# Task requirements:
A - Find every line in the rows that contains the word "cloud", and copy each of those lines.
B - Carry on writing the pumpkin baked oatmeal text, starting after its last line.

# Text shown:
Pumpkin baked oatmeal

Toppings for pumpkin baked oatmeal

Make up a batch of this pumpkin baked oatmeal and it’s a fantastic vegan and healthy breakfast. The toppings are where this recipe really shines! Here’s what to know about topping the oatmeal:

  • Maple syrup: A bit of maple syrup is all you need for a little sparkle. Or heat it with a little melted coconut oil for a dreamy drizzle.
  • Maple yogurt: It’s also tasty with maple yogurt. We mixed Greek yogurt, maple syrup and vanilla for a swirled topping (quantities are listed below). If you make this, still add a tiny drizzle of maple over the top: it adds the final flavoring.
  • Glazed pecans or walnuts. Get fancy and use maple glazed pecans or glazed walnuts.

# Records provided:
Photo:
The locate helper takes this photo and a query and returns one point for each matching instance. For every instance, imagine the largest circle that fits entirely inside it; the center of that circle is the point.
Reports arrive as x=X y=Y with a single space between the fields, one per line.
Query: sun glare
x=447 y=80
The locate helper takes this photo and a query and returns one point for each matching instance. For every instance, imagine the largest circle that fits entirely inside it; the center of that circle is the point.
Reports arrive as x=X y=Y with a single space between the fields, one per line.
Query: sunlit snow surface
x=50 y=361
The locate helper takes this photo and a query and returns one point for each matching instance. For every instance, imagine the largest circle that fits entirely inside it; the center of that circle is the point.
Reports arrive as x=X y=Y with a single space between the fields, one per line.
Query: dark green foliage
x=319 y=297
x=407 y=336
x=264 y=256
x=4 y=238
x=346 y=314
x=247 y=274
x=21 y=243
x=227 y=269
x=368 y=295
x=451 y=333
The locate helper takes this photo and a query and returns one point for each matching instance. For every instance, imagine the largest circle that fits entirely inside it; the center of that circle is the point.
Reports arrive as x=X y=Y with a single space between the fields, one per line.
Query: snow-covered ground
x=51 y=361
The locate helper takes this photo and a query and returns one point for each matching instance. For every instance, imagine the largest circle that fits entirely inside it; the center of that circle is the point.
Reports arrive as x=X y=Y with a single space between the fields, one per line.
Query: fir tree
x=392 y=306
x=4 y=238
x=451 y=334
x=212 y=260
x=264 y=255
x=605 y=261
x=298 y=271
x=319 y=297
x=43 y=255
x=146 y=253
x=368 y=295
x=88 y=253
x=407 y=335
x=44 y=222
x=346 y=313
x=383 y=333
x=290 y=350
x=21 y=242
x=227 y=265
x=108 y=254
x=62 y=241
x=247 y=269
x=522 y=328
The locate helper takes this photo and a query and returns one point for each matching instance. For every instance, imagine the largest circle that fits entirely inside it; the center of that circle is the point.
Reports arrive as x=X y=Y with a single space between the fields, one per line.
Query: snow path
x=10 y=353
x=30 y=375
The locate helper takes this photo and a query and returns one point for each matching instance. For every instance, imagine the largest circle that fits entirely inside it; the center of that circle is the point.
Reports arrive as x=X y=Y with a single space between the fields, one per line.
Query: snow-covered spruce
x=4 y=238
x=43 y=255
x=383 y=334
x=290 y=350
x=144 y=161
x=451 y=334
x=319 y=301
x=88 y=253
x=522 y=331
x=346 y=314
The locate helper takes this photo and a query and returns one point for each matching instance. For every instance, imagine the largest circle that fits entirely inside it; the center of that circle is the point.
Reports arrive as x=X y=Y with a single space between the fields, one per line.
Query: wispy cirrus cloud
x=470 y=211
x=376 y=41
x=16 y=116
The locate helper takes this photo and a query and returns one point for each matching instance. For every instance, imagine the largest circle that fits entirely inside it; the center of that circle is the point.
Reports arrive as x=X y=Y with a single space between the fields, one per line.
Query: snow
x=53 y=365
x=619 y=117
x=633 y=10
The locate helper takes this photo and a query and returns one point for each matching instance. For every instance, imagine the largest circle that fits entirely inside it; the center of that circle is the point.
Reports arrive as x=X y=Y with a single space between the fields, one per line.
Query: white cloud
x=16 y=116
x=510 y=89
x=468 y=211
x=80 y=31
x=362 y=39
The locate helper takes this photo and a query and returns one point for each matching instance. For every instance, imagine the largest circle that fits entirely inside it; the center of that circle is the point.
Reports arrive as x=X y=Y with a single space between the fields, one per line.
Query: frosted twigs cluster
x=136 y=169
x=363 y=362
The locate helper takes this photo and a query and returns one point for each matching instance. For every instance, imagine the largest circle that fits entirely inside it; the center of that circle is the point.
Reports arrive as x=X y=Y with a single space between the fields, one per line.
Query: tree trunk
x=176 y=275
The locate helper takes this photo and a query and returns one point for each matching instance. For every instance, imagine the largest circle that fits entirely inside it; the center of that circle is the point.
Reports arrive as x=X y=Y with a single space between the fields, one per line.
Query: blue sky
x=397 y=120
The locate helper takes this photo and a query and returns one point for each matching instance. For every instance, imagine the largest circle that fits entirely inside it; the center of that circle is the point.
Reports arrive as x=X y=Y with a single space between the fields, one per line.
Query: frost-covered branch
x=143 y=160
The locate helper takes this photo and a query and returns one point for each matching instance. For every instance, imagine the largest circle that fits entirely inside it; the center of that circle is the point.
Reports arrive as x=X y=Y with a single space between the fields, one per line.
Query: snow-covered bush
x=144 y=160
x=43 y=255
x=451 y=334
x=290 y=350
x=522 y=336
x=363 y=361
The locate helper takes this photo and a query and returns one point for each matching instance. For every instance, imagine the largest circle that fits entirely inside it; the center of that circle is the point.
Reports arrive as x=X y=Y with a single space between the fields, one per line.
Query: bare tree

# Results for the exercise:
A -
Query: wispy cirrus cloud
Query: white cloud

B -
  • Pepitas. Pumpkin seeds work too! Roasted salted have the best flavor.
  • Nut butter. Almond butter or cashew butter are the best nut butters to go with pumpkin! Peanut butter can overwhelm the flavor.
Pumpkin baked oatmeal

Make ahead instructions for pumpkin baked oatmeal

Can you make this pumpkin baked oatmeal ahead? Kind of! Note that this is not overnight oats: you cannot mix it up the night before and place in the refrigerator! The oats would soak up all the liquid and come out much too dry. If you do want to prep in advance, here’s what to do:

  • Minimal prep: Mix up the wets and dries separately and store in separate containers (with the wets refrigerated). Pour them together in the morning and bake. OR:
  • Bake in advance: Make up a pan on a Sunday night, then refrigerate it for eating off of throughout the week. You can refrigerate leftovers for up to 1 week, and re-warm them in a 300 degree oven or the microwave.
Pumpkin baked oatmeal

This pumpkin baked oatmeal recipe is…

Vegetarian, vegan, plant-based, dairy-free, and gluten-free.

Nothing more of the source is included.